• [REQUIRED ACTION] What is needed is an exact copy of all the records below.

• [EXERCISE DATA]
____
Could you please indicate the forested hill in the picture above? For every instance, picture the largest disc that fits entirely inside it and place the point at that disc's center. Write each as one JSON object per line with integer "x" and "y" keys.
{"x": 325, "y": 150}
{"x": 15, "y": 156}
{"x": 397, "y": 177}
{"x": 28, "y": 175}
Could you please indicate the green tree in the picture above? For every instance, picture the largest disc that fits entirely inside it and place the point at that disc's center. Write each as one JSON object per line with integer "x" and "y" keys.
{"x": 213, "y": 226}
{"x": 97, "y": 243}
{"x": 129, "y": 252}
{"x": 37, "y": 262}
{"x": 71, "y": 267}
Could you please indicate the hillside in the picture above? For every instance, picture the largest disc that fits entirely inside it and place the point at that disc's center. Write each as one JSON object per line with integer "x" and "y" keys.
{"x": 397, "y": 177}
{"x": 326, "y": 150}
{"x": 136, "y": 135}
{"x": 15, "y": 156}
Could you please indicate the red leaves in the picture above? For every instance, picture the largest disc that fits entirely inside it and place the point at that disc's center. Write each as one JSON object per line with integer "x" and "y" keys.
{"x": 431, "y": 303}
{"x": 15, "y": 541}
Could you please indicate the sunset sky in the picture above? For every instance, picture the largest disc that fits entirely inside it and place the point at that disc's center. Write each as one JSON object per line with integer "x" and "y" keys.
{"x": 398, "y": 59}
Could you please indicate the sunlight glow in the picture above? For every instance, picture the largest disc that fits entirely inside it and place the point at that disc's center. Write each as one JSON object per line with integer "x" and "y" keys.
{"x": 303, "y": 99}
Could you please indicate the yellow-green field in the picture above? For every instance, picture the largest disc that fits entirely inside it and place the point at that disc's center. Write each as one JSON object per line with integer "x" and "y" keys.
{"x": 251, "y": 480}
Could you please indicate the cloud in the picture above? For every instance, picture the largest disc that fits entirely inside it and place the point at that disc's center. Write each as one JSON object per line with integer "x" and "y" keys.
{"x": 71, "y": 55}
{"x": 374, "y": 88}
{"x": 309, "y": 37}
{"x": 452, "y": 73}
____
• [REPLY TO THE EXERCISE]
Could you please indicate the forested hill in the picture above? For every instance, picture the largest disc that fits entirely inside it and place the point at that disc's center. Write each as one JSON object per line with integer "x" and "y" keys.
{"x": 325, "y": 150}
{"x": 15, "y": 156}
{"x": 397, "y": 177}
{"x": 28, "y": 175}
Could you please indicate the green tree in the picture above? For every instance, picture the largest disc that fits entirely inside it and place the point at that disc's center. Write each as one JSON object per line with integer "x" and "y" keys.
{"x": 213, "y": 226}
{"x": 97, "y": 243}
{"x": 129, "y": 252}
{"x": 37, "y": 262}
{"x": 71, "y": 267}
Could you please indicate the hillside in the picture above? For every instance, picture the largest disc that fits entirely inside it and place the point at that disc's center. Write each as one JSON object per line with integer "x" and "y" keys.
{"x": 397, "y": 177}
{"x": 326, "y": 150}
{"x": 136, "y": 135}
{"x": 15, "y": 156}
Could you please indicate the red leaves in the picture above? For every instance, picture the largest disc that fits entirely inside it and place the point at that disc's center. Write each as one JSON object per line with integer "x" and "y" keys.
{"x": 431, "y": 303}
{"x": 15, "y": 541}
Could you please indicate the sunset sky in the picture above? For every instance, picture the largest disc that fits entirely inside it and place the point at that disc's center. Write each as one JSON object per line with integer "x" and "y" keys.
{"x": 398, "y": 59}
Could you please indicate the sunlight glow in the picture above? For every instance, picture the largest disc that fits entirely inside it and place the point at that disc's center. Write each as one JSON object per line with integer "x" and "y" keys.
{"x": 303, "y": 99}
Could you please indicate the yellow-green field in the picture above? For every instance, picture the largest disc that fits entirely inside it and place the point at that disc's center. Write each as one JSON object per line with integer "x" and "y" keys.
{"x": 251, "y": 480}
Could you please indicate the cloud in the picture above? For every instance, picture the largest disc that fits entirely inside it and place the point at that disc's center. Write each as one JSON object per line with integer "x" and "y" keys.
{"x": 71, "y": 55}
{"x": 374, "y": 88}
{"x": 309, "y": 37}
{"x": 452, "y": 73}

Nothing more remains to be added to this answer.